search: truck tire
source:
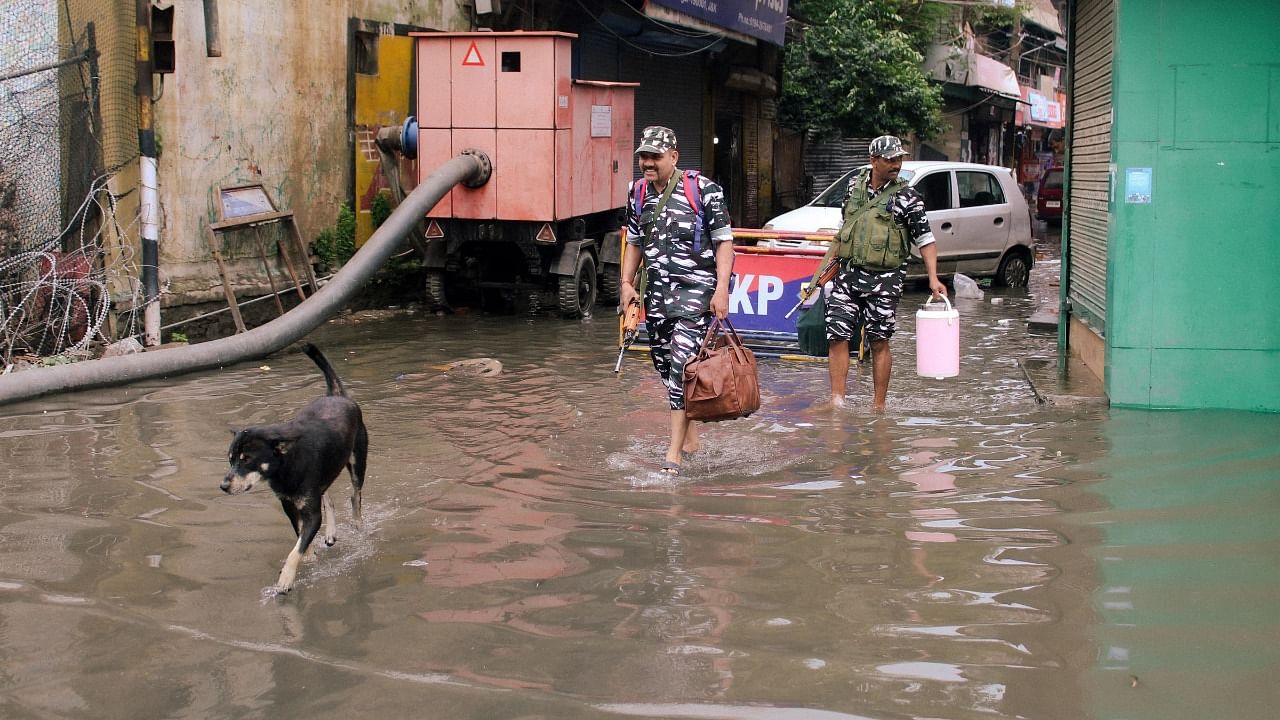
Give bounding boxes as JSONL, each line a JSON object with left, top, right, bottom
{"left": 426, "top": 270, "right": 448, "bottom": 311}
{"left": 600, "top": 263, "right": 620, "bottom": 306}
{"left": 558, "top": 252, "right": 597, "bottom": 319}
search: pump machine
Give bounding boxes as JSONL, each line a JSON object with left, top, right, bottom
{"left": 387, "top": 31, "right": 636, "bottom": 317}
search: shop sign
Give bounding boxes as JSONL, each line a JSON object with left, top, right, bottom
{"left": 648, "top": 0, "right": 788, "bottom": 46}
{"left": 1017, "top": 86, "right": 1065, "bottom": 128}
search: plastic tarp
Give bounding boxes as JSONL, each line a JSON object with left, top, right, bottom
{"left": 1022, "top": 0, "right": 1064, "bottom": 36}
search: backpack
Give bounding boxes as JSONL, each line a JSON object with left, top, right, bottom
{"left": 631, "top": 169, "right": 705, "bottom": 253}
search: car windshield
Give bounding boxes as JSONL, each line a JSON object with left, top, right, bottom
{"left": 811, "top": 168, "right": 916, "bottom": 208}
{"left": 1043, "top": 168, "right": 1063, "bottom": 189}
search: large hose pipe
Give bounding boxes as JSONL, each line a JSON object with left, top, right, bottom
{"left": 0, "top": 151, "right": 491, "bottom": 407}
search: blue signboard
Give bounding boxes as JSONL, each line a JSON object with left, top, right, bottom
{"left": 648, "top": 0, "right": 788, "bottom": 46}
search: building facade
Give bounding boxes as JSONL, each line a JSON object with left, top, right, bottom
{"left": 1063, "top": 0, "right": 1280, "bottom": 411}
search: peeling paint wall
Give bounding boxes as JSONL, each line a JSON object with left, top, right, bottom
{"left": 153, "top": 0, "right": 468, "bottom": 304}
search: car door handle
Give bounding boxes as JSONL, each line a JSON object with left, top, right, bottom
{"left": 993, "top": 217, "right": 1004, "bottom": 226}
{"left": 940, "top": 222, "right": 952, "bottom": 231}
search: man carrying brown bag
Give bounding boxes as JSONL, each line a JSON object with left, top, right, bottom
{"left": 620, "top": 125, "right": 736, "bottom": 476}
{"left": 683, "top": 318, "right": 761, "bottom": 423}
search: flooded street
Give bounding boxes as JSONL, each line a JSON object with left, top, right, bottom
{"left": 1, "top": 251, "right": 1278, "bottom": 719}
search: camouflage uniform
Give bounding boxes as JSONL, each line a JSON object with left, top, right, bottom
{"left": 625, "top": 131, "right": 734, "bottom": 410}
{"left": 825, "top": 172, "right": 935, "bottom": 343}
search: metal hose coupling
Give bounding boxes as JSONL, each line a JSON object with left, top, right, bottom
{"left": 459, "top": 148, "right": 492, "bottom": 188}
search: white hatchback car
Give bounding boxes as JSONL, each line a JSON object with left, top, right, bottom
{"left": 761, "top": 161, "right": 1035, "bottom": 287}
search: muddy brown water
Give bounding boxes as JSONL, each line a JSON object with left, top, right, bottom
{"left": 2, "top": 260, "right": 1278, "bottom": 719}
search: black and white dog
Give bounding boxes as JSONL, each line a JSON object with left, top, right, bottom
{"left": 222, "top": 344, "right": 368, "bottom": 593}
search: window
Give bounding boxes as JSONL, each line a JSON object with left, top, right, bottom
{"left": 957, "top": 171, "right": 1005, "bottom": 207}
{"left": 813, "top": 172, "right": 853, "bottom": 208}
{"left": 813, "top": 167, "right": 917, "bottom": 208}
{"left": 1042, "top": 168, "right": 1063, "bottom": 190}
{"left": 915, "top": 172, "right": 953, "bottom": 211}
{"left": 501, "top": 51, "right": 521, "bottom": 72}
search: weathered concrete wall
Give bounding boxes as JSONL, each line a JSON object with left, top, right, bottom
{"left": 153, "top": 0, "right": 467, "bottom": 305}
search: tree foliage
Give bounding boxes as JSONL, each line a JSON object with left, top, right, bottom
{"left": 779, "top": 0, "right": 947, "bottom": 139}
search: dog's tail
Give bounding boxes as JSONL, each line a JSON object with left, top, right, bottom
{"left": 303, "top": 343, "right": 347, "bottom": 397}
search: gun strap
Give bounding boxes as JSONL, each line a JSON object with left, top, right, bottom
{"left": 636, "top": 172, "right": 680, "bottom": 299}
{"left": 643, "top": 173, "right": 681, "bottom": 243}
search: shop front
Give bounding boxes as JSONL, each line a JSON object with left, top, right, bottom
{"left": 1015, "top": 84, "right": 1067, "bottom": 195}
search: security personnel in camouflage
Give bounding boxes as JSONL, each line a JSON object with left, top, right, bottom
{"left": 620, "top": 125, "right": 735, "bottom": 475}
{"left": 809, "top": 135, "right": 947, "bottom": 411}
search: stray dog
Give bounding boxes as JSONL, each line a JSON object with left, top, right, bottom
{"left": 221, "top": 343, "right": 368, "bottom": 593}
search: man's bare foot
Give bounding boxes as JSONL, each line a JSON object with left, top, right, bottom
{"left": 831, "top": 395, "right": 846, "bottom": 409}
{"left": 871, "top": 402, "right": 886, "bottom": 413}
{"left": 681, "top": 425, "right": 700, "bottom": 455}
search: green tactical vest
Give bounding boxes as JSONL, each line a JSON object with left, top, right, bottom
{"left": 832, "top": 172, "right": 910, "bottom": 271}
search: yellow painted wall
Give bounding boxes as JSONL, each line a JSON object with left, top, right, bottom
{"left": 353, "top": 33, "right": 415, "bottom": 246}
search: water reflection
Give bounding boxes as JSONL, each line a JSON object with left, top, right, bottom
{"left": 0, "top": 300, "right": 1276, "bottom": 718}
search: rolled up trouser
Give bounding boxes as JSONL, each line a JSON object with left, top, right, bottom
{"left": 647, "top": 314, "right": 712, "bottom": 410}
{"left": 825, "top": 269, "right": 900, "bottom": 342}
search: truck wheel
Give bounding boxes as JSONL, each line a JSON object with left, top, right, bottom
{"left": 558, "top": 253, "right": 597, "bottom": 319}
{"left": 426, "top": 270, "right": 448, "bottom": 311}
{"left": 600, "top": 263, "right": 620, "bottom": 306}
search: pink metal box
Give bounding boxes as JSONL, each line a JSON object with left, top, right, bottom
{"left": 412, "top": 31, "right": 637, "bottom": 222}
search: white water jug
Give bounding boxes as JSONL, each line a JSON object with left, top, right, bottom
{"left": 916, "top": 295, "right": 959, "bottom": 379}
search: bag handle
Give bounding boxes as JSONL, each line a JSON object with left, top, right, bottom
{"left": 695, "top": 316, "right": 750, "bottom": 363}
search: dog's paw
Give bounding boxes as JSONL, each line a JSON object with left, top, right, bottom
{"left": 264, "top": 583, "right": 293, "bottom": 598}
{"left": 324, "top": 535, "right": 337, "bottom": 547}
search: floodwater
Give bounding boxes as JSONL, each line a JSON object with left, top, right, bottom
{"left": 2, "top": 257, "right": 1278, "bottom": 719}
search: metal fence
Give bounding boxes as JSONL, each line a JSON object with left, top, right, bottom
{"left": 0, "top": 0, "right": 142, "bottom": 365}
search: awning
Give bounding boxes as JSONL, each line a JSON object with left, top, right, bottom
{"left": 972, "top": 53, "right": 1022, "bottom": 101}
{"left": 926, "top": 44, "right": 1023, "bottom": 102}
{"left": 1022, "top": 0, "right": 1063, "bottom": 36}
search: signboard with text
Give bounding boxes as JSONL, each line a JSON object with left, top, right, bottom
{"left": 638, "top": 248, "right": 824, "bottom": 354}
{"left": 648, "top": 0, "right": 788, "bottom": 46}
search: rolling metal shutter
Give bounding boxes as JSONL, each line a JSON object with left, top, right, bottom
{"left": 1066, "top": 0, "right": 1114, "bottom": 332}
{"left": 623, "top": 54, "right": 705, "bottom": 173}
{"left": 804, "top": 134, "right": 873, "bottom": 198}
{"left": 576, "top": 29, "right": 705, "bottom": 174}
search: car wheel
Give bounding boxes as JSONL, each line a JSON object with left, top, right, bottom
{"left": 994, "top": 250, "right": 1031, "bottom": 288}
{"left": 558, "top": 252, "right": 597, "bottom": 319}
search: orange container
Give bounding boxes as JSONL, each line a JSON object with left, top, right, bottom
{"left": 412, "top": 31, "right": 636, "bottom": 222}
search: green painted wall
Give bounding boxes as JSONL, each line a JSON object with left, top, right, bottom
{"left": 1107, "top": 0, "right": 1280, "bottom": 411}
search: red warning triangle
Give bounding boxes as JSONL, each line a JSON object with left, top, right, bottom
{"left": 461, "top": 41, "right": 485, "bottom": 67}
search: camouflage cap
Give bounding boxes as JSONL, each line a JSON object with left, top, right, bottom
{"left": 635, "top": 125, "right": 678, "bottom": 155}
{"left": 869, "top": 135, "right": 908, "bottom": 159}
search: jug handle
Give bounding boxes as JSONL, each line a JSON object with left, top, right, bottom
{"left": 923, "top": 294, "right": 953, "bottom": 313}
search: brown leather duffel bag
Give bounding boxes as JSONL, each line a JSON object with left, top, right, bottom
{"left": 683, "top": 317, "right": 761, "bottom": 422}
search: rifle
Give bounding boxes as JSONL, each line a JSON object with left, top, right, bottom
{"left": 613, "top": 299, "right": 642, "bottom": 374}
{"left": 784, "top": 257, "right": 841, "bottom": 319}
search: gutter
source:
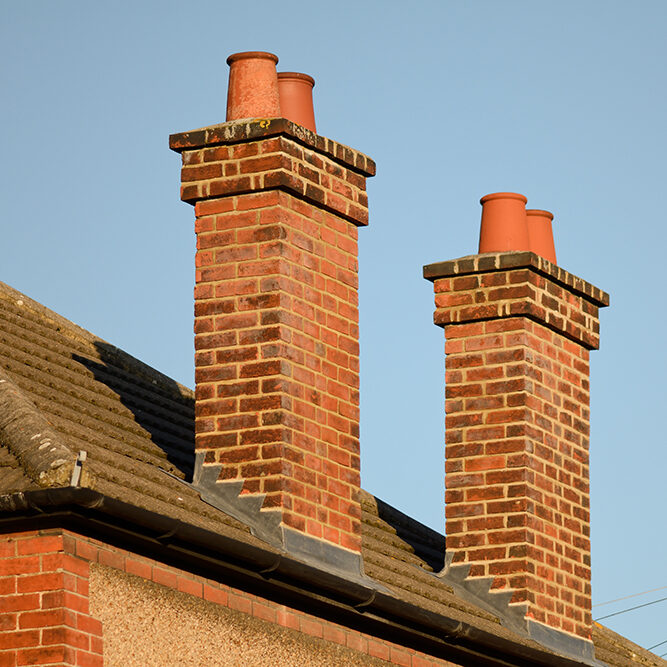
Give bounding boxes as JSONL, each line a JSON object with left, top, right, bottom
{"left": 0, "top": 487, "right": 599, "bottom": 667}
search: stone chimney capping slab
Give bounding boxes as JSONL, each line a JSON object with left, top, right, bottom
{"left": 170, "top": 118, "right": 375, "bottom": 175}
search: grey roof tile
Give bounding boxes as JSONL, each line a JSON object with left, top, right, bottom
{"left": 0, "top": 279, "right": 661, "bottom": 666}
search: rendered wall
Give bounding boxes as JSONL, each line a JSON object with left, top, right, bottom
{"left": 89, "top": 564, "right": 387, "bottom": 666}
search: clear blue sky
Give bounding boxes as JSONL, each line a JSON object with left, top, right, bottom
{"left": 2, "top": 0, "right": 666, "bottom": 653}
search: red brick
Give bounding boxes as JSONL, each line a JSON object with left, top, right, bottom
{"left": 345, "top": 633, "right": 367, "bottom": 653}
{"left": 97, "top": 549, "right": 124, "bottom": 570}
{"left": 0, "top": 632, "right": 39, "bottom": 650}
{"left": 75, "top": 651, "right": 104, "bottom": 667}
{"left": 0, "top": 614, "right": 16, "bottom": 632}
{"left": 389, "top": 646, "right": 412, "bottom": 666}
{"left": 0, "top": 542, "right": 16, "bottom": 559}
{"left": 89, "top": 637, "right": 103, "bottom": 655}
{"left": 16, "top": 646, "right": 71, "bottom": 665}
{"left": 152, "top": 568, "right": 178, "bottom": 589}
{"left": 227, "top": 592, "right": 251, "bottom": 614}
{"left": 367, "top": 639, "right": 390, "bottom": 660}
{"left": 176, "top": 577, "right": 203, "bottom": 598}
{"left": 202, "top": 585, "right": 228, "bottom": 606}
{"left": 17, "top": 573, "right": 64, "bottom": 596}
{"left": 299, "top": 617, "right": 323, "bottom": 638}
{"left": 75, "top": 614, "right": 102, "bottom": 636}
{"left": 74, "top": 541, "right": 98, "bottom": 563}
{"left": 0, "top": 595, "right": 39, "bottom": 613}
{"left": 16, "top": 537, "right": 63, "bottom": 556}
{"left": 0, "top": 557, "right": 40, "bottom": 576}
{"left": 41, "top": 627, "right": 88, "bottom": 650}
{"left": 321, "top": 623, "right": 346, "bottom": 645}
{"left": 121, "top": 558, "right": 151, "bottom": 580}
{"left": 0, "top": 651, "right": 17, "bottom": 667}
{"left": 41, "top": 591, "right": 88, "bottom": 614}
{"left": 465, "top": 455, "right": 506, "bottom": 472}
{"left": 17, "top": 609, "right": 68, "bottom": 629}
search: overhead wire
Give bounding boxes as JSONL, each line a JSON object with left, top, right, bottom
{"left": 593, "top": 584, "right": 667, "bottom": 608}
{"left": 646, "top": 639, "right": 667, "bottom": 651}
{"left": 593, "top": 595, "right": 667, "bottom": 621}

◇ ◇ ◇

▶ **What needs to be done**
Once you find the line with "search: building facade" above, print it and every line after it up to and including the line with "search: window", exactly as written and nothing else.

▶ **Solution for this exercise**
search: building facade
Give bounding boxes as JSONL, each line a JSON object with left, top, right, bottom
{"left": 1063, "top": 0, "right": 1280, "bottom": 411}
search: peeling paint wall
Give bounding boxes as JSONL, each line a JSON object with left, top, right, bottom
{"left": 153, "top": 0, "right": 468, "bottom": 304}
search: car door handle
Give bounding boxes as JSONL, each line a JSON object with left, top, right, bottom
{"left": 993, "top": 217, "right": 1004, "bottom": 226}
{"left": 940, "top": 222, "right": 952, "bottom": 231}
search: man carrying brown bag
Give bounding boxes as JSONL, each line a JSON object with left, top, right, bottom
{"left": 620, "top": 125, "right": 736, "bottom": 476}
{"left": 683, "top": 318, "right": 761, "bottom": 423}
search: flooded street
Give bounding boxes as JSONL, each line a JSON object with left, top, right, bottom
{"left": 1, "top": 251, "right": 1278, "bottom": 719}
search: camouflage uniform
Give bounding boxes as JSONL, each line a JSON object with left, top, right, bottom
{"left": 625, "top": 131, "right": 734, "bottom": 410}
{"left": 825, "top": 172, "right": 935, "bottom": 343}
search: metal hose coupling
Give bounding boxes as JSONL, each line a JSON object with left, top, right, bottom
{"left": 459, "top": 148, "right": 492, "bottom": 188}
search: white hatchback car
Give bounding boxes as JSONL, each line a JSON object with left, top, right, bottom
{"left": 761, "top": 161, "right": 1035, "bottom": 287}
search: muddy brown water
Give bounding boxes as JSONL, each line a JSON object with left, top, right, bottom
{"left": 2, "top": 260, "right": 1278, "bottom": 719}
search: black and white dog
Give bounding boxes as JSONL, each line a JSON object with left, top, right, bottom
{"left": 222, "top": 344, "right": 368, "bottom": 593}
search: window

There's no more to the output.